**Aim of the exercise:**
Render the records as a Markdown table with the columns Row and Line, covering everything from the start of the records through the line containing "[117,140,139,157]". Include that line, leave out blank lines, and leave out the pictures.
-- START OF Material provided --
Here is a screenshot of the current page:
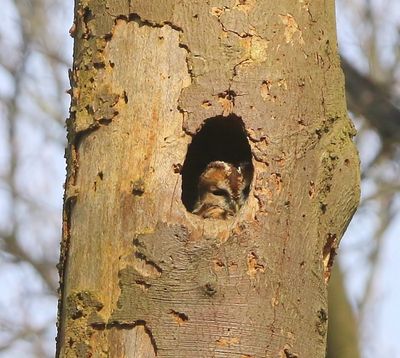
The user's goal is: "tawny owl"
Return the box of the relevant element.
[193,161,253,219]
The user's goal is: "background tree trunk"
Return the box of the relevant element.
[58,0,359,358]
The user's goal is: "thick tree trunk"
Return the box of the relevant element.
[58,0,359,358]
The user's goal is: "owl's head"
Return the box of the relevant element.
[193,161,252,219]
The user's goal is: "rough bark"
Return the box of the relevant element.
[57,0,359,358]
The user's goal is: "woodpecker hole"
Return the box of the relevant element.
[181,114,254,212]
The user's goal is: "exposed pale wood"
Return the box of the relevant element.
[58,0,359,358]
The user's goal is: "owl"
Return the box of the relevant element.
[192,161,253,219]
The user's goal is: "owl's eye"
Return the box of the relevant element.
[212,189,229,196]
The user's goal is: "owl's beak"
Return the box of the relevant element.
[230,200,240,213]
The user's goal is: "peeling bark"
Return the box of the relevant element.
[57,0,359,357]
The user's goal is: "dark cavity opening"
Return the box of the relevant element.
[182,115,254,212]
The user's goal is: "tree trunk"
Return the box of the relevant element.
[57,0,359,358]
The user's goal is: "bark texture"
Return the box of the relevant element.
[57,0,359,358]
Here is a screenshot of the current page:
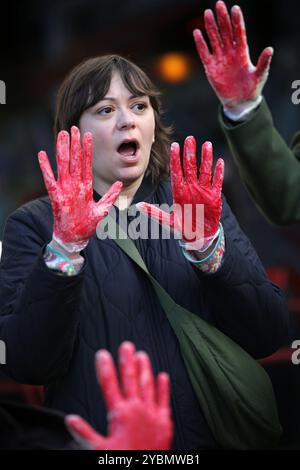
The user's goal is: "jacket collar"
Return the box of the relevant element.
[93,175,158,205]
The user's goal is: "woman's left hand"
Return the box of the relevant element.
[137,137,224,249]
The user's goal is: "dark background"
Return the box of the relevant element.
[0,0,300,443]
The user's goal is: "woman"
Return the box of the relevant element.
[0,55,288,449]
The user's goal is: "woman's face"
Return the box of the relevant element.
[79,73,155,194]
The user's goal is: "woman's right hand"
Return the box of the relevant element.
[38,126,122,253]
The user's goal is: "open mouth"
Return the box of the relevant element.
[117,140,139,157]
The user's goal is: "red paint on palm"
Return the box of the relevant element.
[194,1,273,108]
[38,126,122,250]
[66,342,173,450]
[137,137,224,242]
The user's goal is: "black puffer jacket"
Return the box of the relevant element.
[0,180,288,449]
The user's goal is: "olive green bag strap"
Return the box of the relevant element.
[101,217,282,449]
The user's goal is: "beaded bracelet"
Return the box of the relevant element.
[182,223,225,273]
[44,245,77,276]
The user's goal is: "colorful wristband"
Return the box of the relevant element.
[44,245,77,276]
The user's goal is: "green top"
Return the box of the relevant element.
[219,100,300,225]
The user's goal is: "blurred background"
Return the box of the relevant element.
[0,0,300,448]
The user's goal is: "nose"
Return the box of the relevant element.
[117,110,135,130]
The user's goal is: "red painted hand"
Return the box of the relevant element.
[65,342,173,450]
[194,1,273,109]
[38,126,122,252]
[137,137,224,249]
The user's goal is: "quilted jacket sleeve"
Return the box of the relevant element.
[195,198,289,358]
[219,100,300,225]
[0,199,84,384]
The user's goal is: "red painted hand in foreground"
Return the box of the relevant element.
[38,126,122,252]
[137,137,224,249]
[65,342,173,450]
[194,1,273,109]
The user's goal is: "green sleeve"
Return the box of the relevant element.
[219,100,300,225]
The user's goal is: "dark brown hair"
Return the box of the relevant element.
[54,55,171,183]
-- END OF Material provided --
**Full output:**
| Row | Line |
|---|---|
| 1 | Here is a screenshot of the current page: |
| 2 | The user's goal is: "tawny owl" |
| 3 | Return the box of the relevant element. |
| 4 | [193,161,253,219] |
| 5 | The user's goal is: "background tree trunk" |
| 6 | Return the box of the relevant element. |
| 7 | [58,0,359,358] |
| 8 | The user's goal is: "thick tree trunk" |
| 9 | Return the box of the relevant element. |
| 10 | [58,0,359,358] |
| 11 | The user's goal is: "owl's head" |
| 12 | Return the box of the relevant element. |
| 13 | [193,161,252,219] |
| 14 | The user's goal is: "rough bark" |
| 15 | Return the box of the relevant element. |
| 16 | [57,0,359,358] |
| 17 | The user's goal is: "woodpecker hole" |
| 18 | Return the box of the relevant element. |
| 19 | [181,114,254,212] |
| 20 | The user's goal is: "exposed pale wood" |
| 21 | Return the box of the relevant element. |
| 22 | [58,0,359,358] |
| 23 | The user's goal is: "owl" |
| 24 | Return the box of the relevant element. |
| 25 | [192,161,253,219] |
| 26 | The user's goal is: "owl's eye" |
| 27 | Return the box of the relevant element. |
| 28 | [212,189,229,196] |
| 29 | The user's goal is: "owl's beak" |
| 30 | Return the box of the relevant element. |
| 31 | [230,200,240,213] |
| 32 | The user's goal is: "peeling bark" |
| 33 | Return the box of the relevant element. |
| 34 | [57,0,359,357] |
| 35 | The user's goal is: "dark cavity opening" |
| 36 | Return the box of the relevant element. |
| 37 | [182,115,254,212] |
| 38 | The user's goal is: "tree trunk" |
| 39 | Return the box of the relevant element. |
| 40 | [57,0,359,358] |
| 41 | The user's goal is: "bark texture" |
| 42 | Return the box of the relevant element. |
| 43 | [57,0,359,358] |
| 44 | Here is a screenshot of the current page: |
| 45 | The user's goal is: "jacket collar" |
| 46 | Return the box of the relevant element. |
| 47 | [93,175,158,205] |
| 48 | The user's goal is: "woman's left hand" |
| 49 | Return the box of the relevant element. |
| 50 | [137,137,224,249] |
| 51 | The user's goal is: "dark background" |
| 52 | Return the box of the relevant element. |
| 53 | [0,0,300,443] |
| 54 | The user's goal is: "woman" |
| 55 | Return the box of the relevant element. |
| 56 | [0,55,288,449] |
| 57 | The user's goal is: "woman's face" |
| 58 | Return the box of the relevant element. |
| 59 | [79,73,155,194] |
| 60 | The user's goal is: "woman's right hand" |
| 61 | Return the box of the relevant element. |
| 62 | [38,126,122,253] |
| 63 | The user's goal is: "open mouth" |
| 64 | Return the box of the relevant element. |
| 65 | [117,140,139,157] |